*Source*:
########################################
The Pennridge Regional Police is a regional police force covering East and West Rockhill Townships in Bucks County, Pennsylvania. It is headquartered at 200 Ridge Rd. Sellersville, Pennsylvania. The current Police Chief is Paul T. Dickinson Jr.

In 2016, the Department consists of 10 sworn officers and one administrative assistant.

Services
The department provides:
 Patrol and response
 Traffic Safety and Accident Reconstruction Unit
 Bicycle Patrol Unit
 Criminal Investigation Unit
 Tactical Team and Youth Services Unit
 Youth Aid Panel

Pennridge Regional Police Commission
The three person Pennridge Regional Police commission has general oversight over the Pennridge Regional Police Department. These are the current Commissioners:

Gary Volovnik, East Rockhill Township Representative
Don Duvall, West Rockhill Township Representative
Jay Keyser, West Rockhill Township Representative

History
The Pennridge Regional Police was formed in 1992 to provide police services to East and West Rockhill Townships, and Sellersville Borough. Sellersville is now covered by the Perkasie Borough Police Department.
########################################
*Things to do*:
a. According to the passage on the Pennridge Regional Police, in what year was the force formed?
b. Recast the paragraph of the passage on the Pennridge Regional Police that begins "The Pennridge Regional Police is a regional police force" as a short list of its main facts.
c. Reproduce the part of the passage on the Pennridge Regional Police between "Gary Volovnik, East" and "Borough Police Department.", inclusive.

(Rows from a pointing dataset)
########################################
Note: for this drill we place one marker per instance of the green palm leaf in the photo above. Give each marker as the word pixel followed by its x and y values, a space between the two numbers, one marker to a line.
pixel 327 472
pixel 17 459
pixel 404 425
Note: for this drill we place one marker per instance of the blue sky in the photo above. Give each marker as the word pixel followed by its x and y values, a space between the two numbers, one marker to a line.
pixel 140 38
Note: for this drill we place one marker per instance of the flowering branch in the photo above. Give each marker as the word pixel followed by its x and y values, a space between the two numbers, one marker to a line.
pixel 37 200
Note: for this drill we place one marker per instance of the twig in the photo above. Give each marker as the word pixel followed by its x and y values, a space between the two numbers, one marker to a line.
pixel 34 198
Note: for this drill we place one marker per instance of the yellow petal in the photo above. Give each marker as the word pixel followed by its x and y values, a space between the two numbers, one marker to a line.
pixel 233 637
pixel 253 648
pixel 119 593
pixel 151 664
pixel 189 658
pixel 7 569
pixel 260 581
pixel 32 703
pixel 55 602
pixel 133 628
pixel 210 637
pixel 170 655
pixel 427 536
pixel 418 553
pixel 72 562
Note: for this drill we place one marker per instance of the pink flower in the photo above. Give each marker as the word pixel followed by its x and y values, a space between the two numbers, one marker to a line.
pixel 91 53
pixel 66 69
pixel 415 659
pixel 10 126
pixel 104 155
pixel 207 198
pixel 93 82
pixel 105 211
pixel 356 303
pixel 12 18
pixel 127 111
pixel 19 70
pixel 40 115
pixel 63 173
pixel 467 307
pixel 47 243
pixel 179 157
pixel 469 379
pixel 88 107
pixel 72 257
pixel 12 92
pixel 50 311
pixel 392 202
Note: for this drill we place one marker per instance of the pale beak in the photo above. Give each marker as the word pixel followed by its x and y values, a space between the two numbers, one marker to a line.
########################################
*Answers per task*:
a. 1992

b.
- Type: regional police force
- Coverage: East and West Rockhill Townships, Bucks County, Pennsylvania
- Headquarters: 200 Ridge Rd., Sellersville, Pennsylvania
- Current Police Chief: Paul T. Dickinson Jr.

c.
Gary Volovnik, East Rockhill Township Representative
Don Duvall, West Rockhill Township Representative
Jay Keyser, West Rockhill Township Representative

History
The Pennridge Regional Police was formed in 1992 to provide police services to East and West Rockhill Townships, and Sellersville Borough. Sellersville is now covered by the Perkasie Borough Police Department.